━━ Source material ━━

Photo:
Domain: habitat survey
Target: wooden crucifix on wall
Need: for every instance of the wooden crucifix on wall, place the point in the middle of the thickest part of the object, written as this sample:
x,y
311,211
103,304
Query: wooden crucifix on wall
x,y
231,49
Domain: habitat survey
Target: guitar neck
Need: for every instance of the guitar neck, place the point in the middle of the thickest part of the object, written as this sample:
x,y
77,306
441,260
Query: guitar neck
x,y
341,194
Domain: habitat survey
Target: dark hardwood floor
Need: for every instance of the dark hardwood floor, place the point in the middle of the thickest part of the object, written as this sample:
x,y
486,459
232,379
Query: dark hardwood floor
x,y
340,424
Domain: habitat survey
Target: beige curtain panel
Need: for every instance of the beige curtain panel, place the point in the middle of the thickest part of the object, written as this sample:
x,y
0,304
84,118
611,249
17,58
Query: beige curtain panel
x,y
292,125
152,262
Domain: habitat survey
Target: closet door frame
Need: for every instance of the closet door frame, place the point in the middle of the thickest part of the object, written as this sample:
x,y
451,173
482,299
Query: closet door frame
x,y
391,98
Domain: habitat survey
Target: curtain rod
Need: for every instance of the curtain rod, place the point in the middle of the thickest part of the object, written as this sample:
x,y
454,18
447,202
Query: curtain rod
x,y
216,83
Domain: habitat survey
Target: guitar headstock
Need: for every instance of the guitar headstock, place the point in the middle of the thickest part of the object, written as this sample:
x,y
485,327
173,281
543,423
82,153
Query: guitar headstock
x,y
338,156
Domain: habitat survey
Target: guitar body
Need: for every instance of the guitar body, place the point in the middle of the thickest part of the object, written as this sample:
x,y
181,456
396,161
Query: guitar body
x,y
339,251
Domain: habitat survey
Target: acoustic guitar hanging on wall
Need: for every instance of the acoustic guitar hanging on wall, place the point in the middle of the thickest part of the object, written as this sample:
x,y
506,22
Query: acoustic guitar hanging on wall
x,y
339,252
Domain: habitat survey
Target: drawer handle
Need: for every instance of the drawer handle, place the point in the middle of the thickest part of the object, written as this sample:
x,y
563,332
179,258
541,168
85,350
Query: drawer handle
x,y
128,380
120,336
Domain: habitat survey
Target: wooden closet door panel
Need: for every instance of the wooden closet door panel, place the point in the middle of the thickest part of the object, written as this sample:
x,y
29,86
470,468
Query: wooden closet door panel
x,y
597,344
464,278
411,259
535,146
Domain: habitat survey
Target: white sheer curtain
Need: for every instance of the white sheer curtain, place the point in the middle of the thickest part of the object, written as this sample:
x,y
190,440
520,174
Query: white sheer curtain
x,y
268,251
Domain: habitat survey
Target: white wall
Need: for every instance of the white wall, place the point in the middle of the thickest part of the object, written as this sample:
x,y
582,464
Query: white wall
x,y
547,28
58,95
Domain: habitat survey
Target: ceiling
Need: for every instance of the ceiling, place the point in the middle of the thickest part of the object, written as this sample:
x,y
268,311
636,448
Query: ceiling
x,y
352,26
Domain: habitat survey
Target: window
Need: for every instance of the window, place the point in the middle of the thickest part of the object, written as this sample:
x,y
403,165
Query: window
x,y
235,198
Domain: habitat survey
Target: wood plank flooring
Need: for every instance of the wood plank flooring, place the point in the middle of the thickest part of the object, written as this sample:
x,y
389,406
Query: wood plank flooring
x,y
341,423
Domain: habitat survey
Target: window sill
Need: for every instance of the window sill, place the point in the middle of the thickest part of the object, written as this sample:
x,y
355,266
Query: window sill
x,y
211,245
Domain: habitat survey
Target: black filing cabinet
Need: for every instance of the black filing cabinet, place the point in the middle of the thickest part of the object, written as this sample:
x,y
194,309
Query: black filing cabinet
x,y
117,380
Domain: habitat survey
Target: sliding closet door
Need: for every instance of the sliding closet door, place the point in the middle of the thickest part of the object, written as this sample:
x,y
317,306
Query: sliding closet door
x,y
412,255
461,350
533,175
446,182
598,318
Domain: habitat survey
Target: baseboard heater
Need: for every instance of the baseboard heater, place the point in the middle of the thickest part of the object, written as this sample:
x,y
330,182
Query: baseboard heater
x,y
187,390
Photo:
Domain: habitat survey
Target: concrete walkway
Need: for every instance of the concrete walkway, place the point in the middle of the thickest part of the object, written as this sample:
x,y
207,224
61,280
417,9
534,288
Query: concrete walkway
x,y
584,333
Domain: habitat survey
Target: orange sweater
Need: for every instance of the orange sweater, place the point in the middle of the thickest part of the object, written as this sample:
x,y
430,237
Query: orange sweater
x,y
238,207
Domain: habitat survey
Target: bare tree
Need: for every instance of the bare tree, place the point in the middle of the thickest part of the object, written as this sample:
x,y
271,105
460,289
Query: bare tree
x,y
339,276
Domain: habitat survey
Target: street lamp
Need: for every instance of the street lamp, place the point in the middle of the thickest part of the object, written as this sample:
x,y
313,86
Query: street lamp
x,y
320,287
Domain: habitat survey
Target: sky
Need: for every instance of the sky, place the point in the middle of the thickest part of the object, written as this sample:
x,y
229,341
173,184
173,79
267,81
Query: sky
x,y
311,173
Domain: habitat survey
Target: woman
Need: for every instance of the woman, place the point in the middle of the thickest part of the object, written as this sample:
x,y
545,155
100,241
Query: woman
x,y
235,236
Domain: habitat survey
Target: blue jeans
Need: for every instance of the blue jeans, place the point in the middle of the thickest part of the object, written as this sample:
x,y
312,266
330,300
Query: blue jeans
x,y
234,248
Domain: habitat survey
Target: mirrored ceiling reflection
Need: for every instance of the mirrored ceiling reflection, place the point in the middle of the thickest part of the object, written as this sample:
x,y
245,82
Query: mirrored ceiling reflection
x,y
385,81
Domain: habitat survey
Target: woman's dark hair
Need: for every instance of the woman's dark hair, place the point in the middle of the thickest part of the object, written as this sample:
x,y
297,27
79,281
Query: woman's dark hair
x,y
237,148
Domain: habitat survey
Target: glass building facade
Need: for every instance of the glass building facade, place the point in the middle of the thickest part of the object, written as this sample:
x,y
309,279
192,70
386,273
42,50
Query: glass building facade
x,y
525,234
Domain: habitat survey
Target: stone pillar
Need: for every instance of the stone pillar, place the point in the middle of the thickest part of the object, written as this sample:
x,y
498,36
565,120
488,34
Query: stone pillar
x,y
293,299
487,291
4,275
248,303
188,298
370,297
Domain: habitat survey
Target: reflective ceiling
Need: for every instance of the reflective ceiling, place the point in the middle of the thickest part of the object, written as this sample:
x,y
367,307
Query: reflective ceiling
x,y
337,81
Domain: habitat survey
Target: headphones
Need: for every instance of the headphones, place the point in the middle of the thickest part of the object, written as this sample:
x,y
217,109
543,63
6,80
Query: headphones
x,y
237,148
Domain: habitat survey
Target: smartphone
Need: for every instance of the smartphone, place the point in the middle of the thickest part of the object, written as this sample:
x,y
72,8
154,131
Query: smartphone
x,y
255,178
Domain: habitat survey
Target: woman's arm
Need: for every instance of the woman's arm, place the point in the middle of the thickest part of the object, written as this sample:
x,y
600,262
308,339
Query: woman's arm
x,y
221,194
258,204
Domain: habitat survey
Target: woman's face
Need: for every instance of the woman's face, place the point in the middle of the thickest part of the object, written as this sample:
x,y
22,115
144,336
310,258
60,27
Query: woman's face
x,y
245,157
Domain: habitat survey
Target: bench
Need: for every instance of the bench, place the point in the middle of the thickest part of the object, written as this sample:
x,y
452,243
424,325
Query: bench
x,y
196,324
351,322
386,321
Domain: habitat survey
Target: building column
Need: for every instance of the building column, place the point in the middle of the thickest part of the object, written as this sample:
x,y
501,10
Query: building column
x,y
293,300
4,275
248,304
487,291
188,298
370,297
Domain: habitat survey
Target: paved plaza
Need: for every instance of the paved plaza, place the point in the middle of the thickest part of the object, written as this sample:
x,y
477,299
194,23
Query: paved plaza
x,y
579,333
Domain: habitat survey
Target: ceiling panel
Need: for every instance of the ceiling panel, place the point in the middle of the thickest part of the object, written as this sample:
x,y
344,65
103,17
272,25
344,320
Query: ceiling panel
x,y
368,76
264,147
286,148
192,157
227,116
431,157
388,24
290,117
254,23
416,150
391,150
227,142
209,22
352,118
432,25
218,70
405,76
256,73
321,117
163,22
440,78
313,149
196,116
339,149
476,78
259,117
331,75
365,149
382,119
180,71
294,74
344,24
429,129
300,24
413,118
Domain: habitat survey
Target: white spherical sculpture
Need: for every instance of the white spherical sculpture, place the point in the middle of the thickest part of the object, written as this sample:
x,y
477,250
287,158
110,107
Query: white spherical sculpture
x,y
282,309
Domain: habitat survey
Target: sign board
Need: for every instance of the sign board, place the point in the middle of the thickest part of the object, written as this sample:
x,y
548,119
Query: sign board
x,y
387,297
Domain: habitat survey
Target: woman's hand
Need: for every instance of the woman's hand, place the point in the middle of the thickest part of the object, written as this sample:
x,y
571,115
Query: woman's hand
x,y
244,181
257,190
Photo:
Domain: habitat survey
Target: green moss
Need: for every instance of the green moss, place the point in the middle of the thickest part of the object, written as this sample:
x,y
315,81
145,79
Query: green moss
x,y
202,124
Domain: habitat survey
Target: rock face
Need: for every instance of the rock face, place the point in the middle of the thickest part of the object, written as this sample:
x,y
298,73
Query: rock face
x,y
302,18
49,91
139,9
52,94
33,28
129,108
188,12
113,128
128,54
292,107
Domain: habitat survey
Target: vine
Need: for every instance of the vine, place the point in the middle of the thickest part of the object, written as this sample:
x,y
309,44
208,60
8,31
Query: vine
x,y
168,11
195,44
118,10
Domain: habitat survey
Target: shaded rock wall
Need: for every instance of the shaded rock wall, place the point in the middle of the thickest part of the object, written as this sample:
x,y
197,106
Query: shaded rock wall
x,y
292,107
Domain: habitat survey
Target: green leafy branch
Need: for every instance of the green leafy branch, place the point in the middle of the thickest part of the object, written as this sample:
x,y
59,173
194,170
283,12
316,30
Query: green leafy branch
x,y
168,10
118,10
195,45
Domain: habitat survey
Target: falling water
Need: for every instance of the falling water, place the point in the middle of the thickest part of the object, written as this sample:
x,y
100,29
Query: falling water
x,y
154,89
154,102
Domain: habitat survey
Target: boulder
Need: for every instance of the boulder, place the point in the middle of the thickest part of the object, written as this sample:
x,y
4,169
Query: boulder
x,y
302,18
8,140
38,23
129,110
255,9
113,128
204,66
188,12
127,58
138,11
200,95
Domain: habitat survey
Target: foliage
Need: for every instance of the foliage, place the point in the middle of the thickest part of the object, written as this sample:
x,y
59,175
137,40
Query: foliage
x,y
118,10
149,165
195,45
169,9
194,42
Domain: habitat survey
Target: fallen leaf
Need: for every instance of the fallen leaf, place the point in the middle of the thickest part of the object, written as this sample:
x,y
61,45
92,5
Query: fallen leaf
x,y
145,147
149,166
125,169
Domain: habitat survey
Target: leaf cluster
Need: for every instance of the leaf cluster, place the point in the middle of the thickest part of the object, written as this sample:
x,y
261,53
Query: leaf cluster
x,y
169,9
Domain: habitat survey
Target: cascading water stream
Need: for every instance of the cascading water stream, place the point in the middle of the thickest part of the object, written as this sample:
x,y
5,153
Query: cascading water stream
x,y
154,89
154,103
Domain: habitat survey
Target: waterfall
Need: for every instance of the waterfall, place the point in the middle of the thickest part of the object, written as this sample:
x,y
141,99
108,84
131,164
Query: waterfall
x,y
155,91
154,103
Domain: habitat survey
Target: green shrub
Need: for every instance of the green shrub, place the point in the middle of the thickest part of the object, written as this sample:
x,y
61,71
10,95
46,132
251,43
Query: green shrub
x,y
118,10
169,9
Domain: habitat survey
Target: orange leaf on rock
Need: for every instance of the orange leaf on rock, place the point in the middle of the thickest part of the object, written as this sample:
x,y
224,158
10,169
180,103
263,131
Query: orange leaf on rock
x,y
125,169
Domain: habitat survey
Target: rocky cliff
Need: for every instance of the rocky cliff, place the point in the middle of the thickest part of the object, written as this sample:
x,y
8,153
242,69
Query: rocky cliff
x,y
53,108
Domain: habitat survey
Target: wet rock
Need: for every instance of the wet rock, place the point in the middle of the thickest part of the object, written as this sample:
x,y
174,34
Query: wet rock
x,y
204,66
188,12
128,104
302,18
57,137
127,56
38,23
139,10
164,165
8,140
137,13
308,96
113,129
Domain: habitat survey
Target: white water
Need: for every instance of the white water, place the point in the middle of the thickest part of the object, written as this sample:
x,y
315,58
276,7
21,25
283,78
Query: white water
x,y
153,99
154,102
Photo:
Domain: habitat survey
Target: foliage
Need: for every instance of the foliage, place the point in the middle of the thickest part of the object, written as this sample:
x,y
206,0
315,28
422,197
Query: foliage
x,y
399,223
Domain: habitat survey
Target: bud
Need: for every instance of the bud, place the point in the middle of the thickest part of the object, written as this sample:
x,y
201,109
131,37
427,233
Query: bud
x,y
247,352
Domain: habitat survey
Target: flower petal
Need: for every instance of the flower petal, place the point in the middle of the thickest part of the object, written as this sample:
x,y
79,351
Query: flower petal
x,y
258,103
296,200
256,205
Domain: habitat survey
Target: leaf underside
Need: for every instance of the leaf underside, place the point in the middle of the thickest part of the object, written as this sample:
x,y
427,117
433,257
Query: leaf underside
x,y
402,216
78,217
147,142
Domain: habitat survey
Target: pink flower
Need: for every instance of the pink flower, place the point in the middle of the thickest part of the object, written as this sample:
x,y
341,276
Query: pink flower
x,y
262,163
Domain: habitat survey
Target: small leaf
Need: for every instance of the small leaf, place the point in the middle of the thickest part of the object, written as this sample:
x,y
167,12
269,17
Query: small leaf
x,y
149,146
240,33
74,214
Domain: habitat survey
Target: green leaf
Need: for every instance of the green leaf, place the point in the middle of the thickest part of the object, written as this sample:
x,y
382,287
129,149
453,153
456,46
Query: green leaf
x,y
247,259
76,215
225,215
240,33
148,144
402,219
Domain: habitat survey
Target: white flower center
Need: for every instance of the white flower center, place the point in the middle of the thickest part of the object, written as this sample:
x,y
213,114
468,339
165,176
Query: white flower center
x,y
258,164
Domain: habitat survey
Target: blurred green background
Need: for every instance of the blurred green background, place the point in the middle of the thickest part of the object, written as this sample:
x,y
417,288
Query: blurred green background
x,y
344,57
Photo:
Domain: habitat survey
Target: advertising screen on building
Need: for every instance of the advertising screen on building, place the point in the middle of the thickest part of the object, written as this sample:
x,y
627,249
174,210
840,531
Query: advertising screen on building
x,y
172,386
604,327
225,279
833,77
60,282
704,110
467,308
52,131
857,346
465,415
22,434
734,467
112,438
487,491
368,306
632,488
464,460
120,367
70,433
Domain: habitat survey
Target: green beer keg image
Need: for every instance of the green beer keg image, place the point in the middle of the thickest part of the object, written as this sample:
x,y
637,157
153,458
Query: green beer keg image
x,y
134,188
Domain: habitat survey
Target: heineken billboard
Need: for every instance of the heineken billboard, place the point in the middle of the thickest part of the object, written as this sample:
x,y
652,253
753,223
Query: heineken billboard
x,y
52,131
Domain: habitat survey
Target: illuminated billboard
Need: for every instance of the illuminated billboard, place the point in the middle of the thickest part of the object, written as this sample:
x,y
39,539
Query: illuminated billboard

━━━

**Activity:** Whenever a line of the material above contains the string "illuminated", copy that line out.

**Exercise solution:**
Target: illuminated billboard
Need: for every instance of the illuminated billboard, place the point in the middle of the thickest part of the object, written as this sample:
Query: illuminated billboard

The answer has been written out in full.